What is being asked ▸
The answer should contain all of the records below, each one copied word for word.

*** Given data ***

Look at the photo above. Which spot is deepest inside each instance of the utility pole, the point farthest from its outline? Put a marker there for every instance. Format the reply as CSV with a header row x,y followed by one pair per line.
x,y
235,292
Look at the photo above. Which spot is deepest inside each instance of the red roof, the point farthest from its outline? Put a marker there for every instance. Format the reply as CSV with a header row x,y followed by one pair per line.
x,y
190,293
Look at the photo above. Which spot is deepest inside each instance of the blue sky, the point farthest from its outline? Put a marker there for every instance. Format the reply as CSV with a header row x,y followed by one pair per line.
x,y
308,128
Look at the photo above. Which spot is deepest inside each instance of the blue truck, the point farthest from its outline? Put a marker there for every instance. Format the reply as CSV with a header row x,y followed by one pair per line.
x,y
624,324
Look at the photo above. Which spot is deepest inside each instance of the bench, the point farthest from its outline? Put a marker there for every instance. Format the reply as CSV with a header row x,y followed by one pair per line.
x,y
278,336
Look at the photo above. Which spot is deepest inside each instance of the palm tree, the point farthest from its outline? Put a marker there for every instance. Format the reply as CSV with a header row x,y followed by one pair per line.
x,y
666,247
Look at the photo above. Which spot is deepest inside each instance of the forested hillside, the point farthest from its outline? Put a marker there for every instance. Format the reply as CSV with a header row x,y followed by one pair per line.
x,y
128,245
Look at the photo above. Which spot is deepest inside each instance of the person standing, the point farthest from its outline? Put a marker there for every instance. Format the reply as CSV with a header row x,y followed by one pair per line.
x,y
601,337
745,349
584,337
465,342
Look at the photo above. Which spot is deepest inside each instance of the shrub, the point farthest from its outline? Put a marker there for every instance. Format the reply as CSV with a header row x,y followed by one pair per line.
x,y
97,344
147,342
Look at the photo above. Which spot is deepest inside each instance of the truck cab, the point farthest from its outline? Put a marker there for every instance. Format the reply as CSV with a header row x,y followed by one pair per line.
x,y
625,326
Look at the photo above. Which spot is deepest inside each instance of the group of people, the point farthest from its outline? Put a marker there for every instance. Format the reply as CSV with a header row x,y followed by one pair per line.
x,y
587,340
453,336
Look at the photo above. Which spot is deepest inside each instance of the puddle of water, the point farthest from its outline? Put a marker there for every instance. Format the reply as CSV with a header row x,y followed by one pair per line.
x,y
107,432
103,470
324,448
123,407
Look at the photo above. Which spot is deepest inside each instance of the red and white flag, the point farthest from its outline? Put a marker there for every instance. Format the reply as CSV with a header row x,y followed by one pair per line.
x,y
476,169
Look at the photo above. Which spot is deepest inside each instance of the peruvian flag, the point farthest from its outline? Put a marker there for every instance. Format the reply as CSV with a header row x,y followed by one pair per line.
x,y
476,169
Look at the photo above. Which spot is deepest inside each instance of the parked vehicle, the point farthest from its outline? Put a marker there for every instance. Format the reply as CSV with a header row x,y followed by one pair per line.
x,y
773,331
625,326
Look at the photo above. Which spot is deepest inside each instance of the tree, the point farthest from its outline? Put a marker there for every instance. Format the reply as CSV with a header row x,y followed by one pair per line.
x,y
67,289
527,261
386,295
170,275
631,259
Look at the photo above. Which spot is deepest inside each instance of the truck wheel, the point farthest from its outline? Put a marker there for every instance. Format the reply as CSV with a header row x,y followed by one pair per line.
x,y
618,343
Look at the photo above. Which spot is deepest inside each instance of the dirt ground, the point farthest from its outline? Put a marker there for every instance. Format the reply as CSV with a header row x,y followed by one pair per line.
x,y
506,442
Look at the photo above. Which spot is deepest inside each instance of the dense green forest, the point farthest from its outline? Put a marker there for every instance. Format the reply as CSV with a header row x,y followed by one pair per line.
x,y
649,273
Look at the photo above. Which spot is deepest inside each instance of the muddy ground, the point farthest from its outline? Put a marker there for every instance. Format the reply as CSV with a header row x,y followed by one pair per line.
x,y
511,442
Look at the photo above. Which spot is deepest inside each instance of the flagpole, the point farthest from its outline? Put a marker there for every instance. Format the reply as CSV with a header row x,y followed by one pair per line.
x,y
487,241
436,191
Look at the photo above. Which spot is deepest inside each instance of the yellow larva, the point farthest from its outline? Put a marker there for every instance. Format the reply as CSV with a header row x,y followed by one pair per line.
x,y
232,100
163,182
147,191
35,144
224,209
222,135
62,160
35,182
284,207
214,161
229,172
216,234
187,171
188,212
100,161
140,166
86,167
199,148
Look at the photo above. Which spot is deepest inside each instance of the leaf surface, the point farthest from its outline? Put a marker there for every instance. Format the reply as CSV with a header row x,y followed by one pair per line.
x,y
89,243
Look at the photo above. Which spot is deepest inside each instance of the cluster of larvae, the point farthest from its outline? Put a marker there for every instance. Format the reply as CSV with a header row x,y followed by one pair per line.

*** End of Given data ***

Your response ▸
Look at the photo above. Which spot is deepest inside each instance of the utility pole, the point farthest from its outline? Put a marker there for every instance. Format the reply as CSV with a header row x,y followed by one pair per line.
x,y
235,292
Look at the photo above. Which spot is deepest inside each instance of the red roof, the point farthest from its outline? Put a marker there for every instance. Format the reply as CSV with a header row x,y followed by one pair per line.
x,y
190,293
Look at the photo above. Which spot is deepest inside each instance of the blue sky, the point farthest from its outline? Put a marker there for every instance. Format the reply as CSV with a header row x,y followed by one pair per line.
x,y
308,128
Look at the photo above. Which spot is deepest inside each instance of the blue truck, the point farthest from its outline? Put a marker there for every instance. Format the reply as CSV with a header row x,y followed by one pair per line.
x,y
624,324
Look at the photo above. Which spot is deepest inside each instance of the bench, the point farthest from its outline? Put a marker there for every instance. Format the reply as CSV with a header row x,y followed by one pair per line.
x,y
278,336
Look at the photo above. Which spot is deepest inside each instance of the palm tree, the point farthest from its outline? Put a marker there for every instance. Format the reply as CSV with a header row x,y followed by one pair per line.
x,y
666,247
Look at the photo above. Which spot is deepest inside each instance of the forested hillside, the point farthest from its outline? Put a marker there for every instance. Format the reply as CSV with a header row x,y followed by one pair per line.
x,y
128,245
Look at the photo above. Which spot is deepest inside each instance of the person standing, the point farthest from its outline? Put a marker there for every instance. Format the reply as CSV with a header row x,y followed by one pair per line.
x,y
601,337
745,349
584,337
465,342
Look at the photo above. Which spot is deepest inside each instance of the shrub, the point farthest from its outline? Put a marker there for every instance. Format the reply as CSV with a header row x,y followed by one pair per line.
x,y
97,344
147,342
Look at the photo above. Which spot is deepest inside each instance of the truck cab, the point farthest from its outline? Put a marker there for every instance. Format the reply as CSV with a header row x,y followed by one pair per line.
x,y
625,326
Look at the photo above. Which spot is deepest inside each instance of the group of people, the point farthest from its outline? Put a marker there for every instance. Format the reply as CSV with a header row x,y followed by one pair per line.
x,y
587,340
453,336
Look at the photo above. Which spot is deepest inside each instance of the puddle of water, the point farthest from its outline? Put a marker there for every instance. Format the reply as CSV with a header row x,y followed by one pair per line.
x,y
107,432
103,470
324,448
123,407
Look at the photo above. Which spot is deepest inside each instance of the red and white flag, the point farthest from its outline? Put a marker there for every instance. Format the reply as CSV with a header row x,y followed by one pair per line.
x,y
476,169
Look at the photo above. Which spot is deepest inside each instance of the peruvian flag, the point farthest from its outline? Put a marker there for every instance. Format the reply as CSV with a header row x,y followed by one pair per line.
x,y
476,169
Look at the photo above. Which spot is deepest inside each instance of the parked vehicle, the point farthest from its outline? Put a marker there for every instance. Format the reply as CSV with a header row x,y followed by one pair per line.
x,y
773,331
625,326
Look at the photo above. Which spot is deepest inside each instance of the tree, the point farthest from its outline? Put a marker there for every instance. Format the reply as CSV with a header row x,y followed by one pair per line.
x,y
67,289
527,261
386,295
170,275
631,259
Look at the photo above. Which spot is deepest inside each instance of the truck wheel, the point farthest from its outline? Put a marker there for every instance. Format the reply as CSV with a header row x,y followed by one pair per line.
x,y
618,343
Look at the photo above. Which spot is deepest inside each instance of the dirt ground, the point farthest from its outline? Put a marker there for every instance. Format the reply as CSV with a header row x,y followed by one pair per line.
x,y
506,442
Look at the photo above. Which spot is deepest inside each instance of the dense green forest, the point farthest from its outline? Put a marker there for every instance. Format the reply as CSV with a header row x,y followed by one pair per line.
x,y
649,273
Look at the photo above. Which spot is deepest inside each instance of the muddy ground, the point farthest from its outline? Put a marker there for every instance. Format the reply as CSV with a header row x,y followed by one pair per line.
x,y
511,442
Look at the photo above. Which spot is deepest inside each instance of the flagpole, the point farthest from its outline? Put a marker there for every instance. Format the reply as CSV with a header row x,y followed by one pair per line.
x,y
487,241
436,191
Look at the photo above. Which spot is deepest inside each instance of the yellow larva, the point farthest from its outline? Put a marker there for every instance. Format the reply as CSV with a header row x,y followed by one pair per line.
x,y
232,100
163,182
147,191
35,144
224,209
222,135
62,160
35,182
284,207
214,161
229,172
216,234
187,171
188,212
100,161
140,166
86,167
199,148
Look at the photo above. Which spot is deepest inside each instance of the leaf surface, the point farthest from its outline? Put a marker there for every instance. Format the reply as CSV with a header row x,y followed by one pair per line.
x,y
89,243
Look at the photo above. Which spot is deepest inside each instance of the cluster of larvae, the point farthest from its outline? Put a marker there for every instance. Format the reply as CSV with a header row x,y followed by one pair per line.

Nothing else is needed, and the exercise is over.